-- Materiale estratto --
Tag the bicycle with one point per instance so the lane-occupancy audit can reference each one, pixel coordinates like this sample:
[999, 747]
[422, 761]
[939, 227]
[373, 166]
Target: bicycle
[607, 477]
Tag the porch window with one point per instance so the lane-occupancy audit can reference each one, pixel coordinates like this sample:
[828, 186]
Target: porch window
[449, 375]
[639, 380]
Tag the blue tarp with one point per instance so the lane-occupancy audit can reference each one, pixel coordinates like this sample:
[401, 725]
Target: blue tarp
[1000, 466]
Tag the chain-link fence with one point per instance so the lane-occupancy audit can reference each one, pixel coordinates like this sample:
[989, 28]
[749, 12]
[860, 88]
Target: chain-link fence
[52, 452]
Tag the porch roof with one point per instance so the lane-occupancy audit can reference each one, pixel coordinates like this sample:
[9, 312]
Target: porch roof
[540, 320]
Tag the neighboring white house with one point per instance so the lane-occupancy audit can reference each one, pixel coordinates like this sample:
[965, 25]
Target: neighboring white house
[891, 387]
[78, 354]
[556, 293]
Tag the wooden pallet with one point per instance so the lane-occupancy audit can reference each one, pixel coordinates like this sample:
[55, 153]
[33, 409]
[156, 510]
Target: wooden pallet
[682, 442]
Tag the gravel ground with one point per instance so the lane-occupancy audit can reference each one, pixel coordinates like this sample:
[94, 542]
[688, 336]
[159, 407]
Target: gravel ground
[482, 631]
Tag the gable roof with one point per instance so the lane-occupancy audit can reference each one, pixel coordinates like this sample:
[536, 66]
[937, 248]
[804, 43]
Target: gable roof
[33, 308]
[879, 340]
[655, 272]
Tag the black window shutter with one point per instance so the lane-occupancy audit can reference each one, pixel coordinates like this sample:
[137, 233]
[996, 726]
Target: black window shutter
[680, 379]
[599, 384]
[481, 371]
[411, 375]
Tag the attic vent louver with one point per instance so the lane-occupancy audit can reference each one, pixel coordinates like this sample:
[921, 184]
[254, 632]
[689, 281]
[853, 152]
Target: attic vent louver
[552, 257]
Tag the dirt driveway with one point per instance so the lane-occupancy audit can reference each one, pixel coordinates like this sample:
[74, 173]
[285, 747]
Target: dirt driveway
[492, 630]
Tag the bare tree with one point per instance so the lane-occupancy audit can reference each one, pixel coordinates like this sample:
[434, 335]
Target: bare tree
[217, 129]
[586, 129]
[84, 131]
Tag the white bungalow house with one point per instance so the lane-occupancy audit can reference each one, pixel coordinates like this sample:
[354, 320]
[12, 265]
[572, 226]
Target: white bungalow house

-- Istruzione assegnata --
Converta tutte le righe riportate sopra in una tabella Markdown con le colonne "Numero" e "Riga", tralasciando le righe vuote.

-- Esito del compito --
| Numero | Riga |
|---|---|
| 1 | Tag the bicycle with one point per instance so the lane-occupancy audit can reference each one, pixel coordinates like this sample: |
| 2 | [999, 747] |
| 3 | [422, 761] |
| 4 | [939, 227] |
| 5 | [373, 166] |
| 6 | Target: bicycle |
| 7 | [607, 477] |
| 8 | Tag the porch window with one point per instance so the lane-occupancy audit can reference each one, pixel coordinates like this sample: |
| 9 | [828, 186] |
| 10 | Target: porch window |
| 11 | [449, 375] |
| 12 | [639, 380] |
| 13 | Tag the blue tarp with one point per instance so the lane-occupancy audit can reference each one, pixel coordinates like this sample: |
| 14 | [401, 725] |
| 15 | Target: blue tarp |
| 16 | [1000, 466] |
| 17 | Tag the chain-link fence with one point per instance so the lane-occupancy audit can reference each one, pixel coordinates like this sample: |
| 18 | [989, 28] |
| 19 | [749, 12] |
| 20 | [860, 88] |
| 21 | Target: chain-link fence |
| 22 | [52, 452] |
| 23 | Tag the porch roof with one point per instance so the lane-occupancy audit can reference each one, pixel coordinates like this sample: |
| 24 | [9, 312] |
| 25 | Target: porch roof |
| 26 | [540, 320] |
| 27 | Tag the neighboring white house with one point per instance so the lane-occupancy audit can reference each one, pixel coordinates like this sample: |
| 28 | [965, 25] |
| 29 | Target: neighboring white house |
| 30 | [891, 387] |
| 31 | [78, 354] |
| 32 | [556, 293] |
| 33 | Tag the wooden pallet with one point per instance so the lane-occupancy audit can reference each one, pixel coordinates like this sample: |
| 34 | [55, 153] |
| 35 | [33, 409] |
| 36 | [156, 510] |
| 37 | Target: wooden pallet |
| 38 | [682, 442] |
| 39 | Tag the gravel ground with one point per instance so the lane-occupancy audit can reference each one, pixel coordinates like this sample: |
| 40 | [94, 542] |
| 41 | [688, 336] |
| 42 | [159, 407] |
| 43 | Target: gravel ground |
| 44 | [482, 631] |
| 45 | Tag the gable roof with one point per instance so the lane-occupancy audit can reference each one, pixel coordinates like this sample: |
| 46 | [536, 66] |
| 47 | [937, 248] |
| 48 | [804, 43] |
| 49 | Target: gable roof |
| 50 | [33, 308] |
| 51 | [879, 340] |
| 52 | [655, 272] |
| 53 | Tag the black window shutter with one point per instance so the lane-occupancy audit can reference each one, pixel coordinates like this sample: |
| 54 | [137, 233] |
| 55 | [996, 726] |
| 56 | Target: black window shutter |
| 57 | [680, 379] |
| 58 | [599, 384] |
| 59 | [481, 371] |
| 60 | [411, 375] |
| 61 | Tag the attic vent louver with one point per instance so the lane-occupancy audit can reference each one, pixel coordinates like this sample: |
| 62 | [921, 184] |
| 63 | [254, 632] |
| 64 | [689, 281] |
| 65 | [853, 152] |
| 66 | Target: attic vent louver |
| 67 | [552, 257] |
| 68 | Tag the dirt driveway with one point per instance so the lane-occupancy audit can reference each one, pixel coordinates like this sample: |
| 69 | [74, 173] |
| 70 | [285, 747] |
| 71 | Target: dirt driveway |
| 72 | [492, 630] |
| 73 | Tag the bare tree with one point per instance so the lane-occupancy audit can reference each one, pixel coordinates like this sample: |
| 74 | [434, 335] |
| 75 | Target: bare tree |
| 76 | [217, 129] |
| 77 | [586, 129] |
| 78 | [84, 131] |
| 79 | Tag the white bungalow house with one point per instance so the lane-occupancy audit can reference each one, pixel coordinates like this sample: |
| 80 | [354, 320] |
| 81 | [12, 265] |
| 82 | [572, 226] |
| 83 | Target: white bungalow house |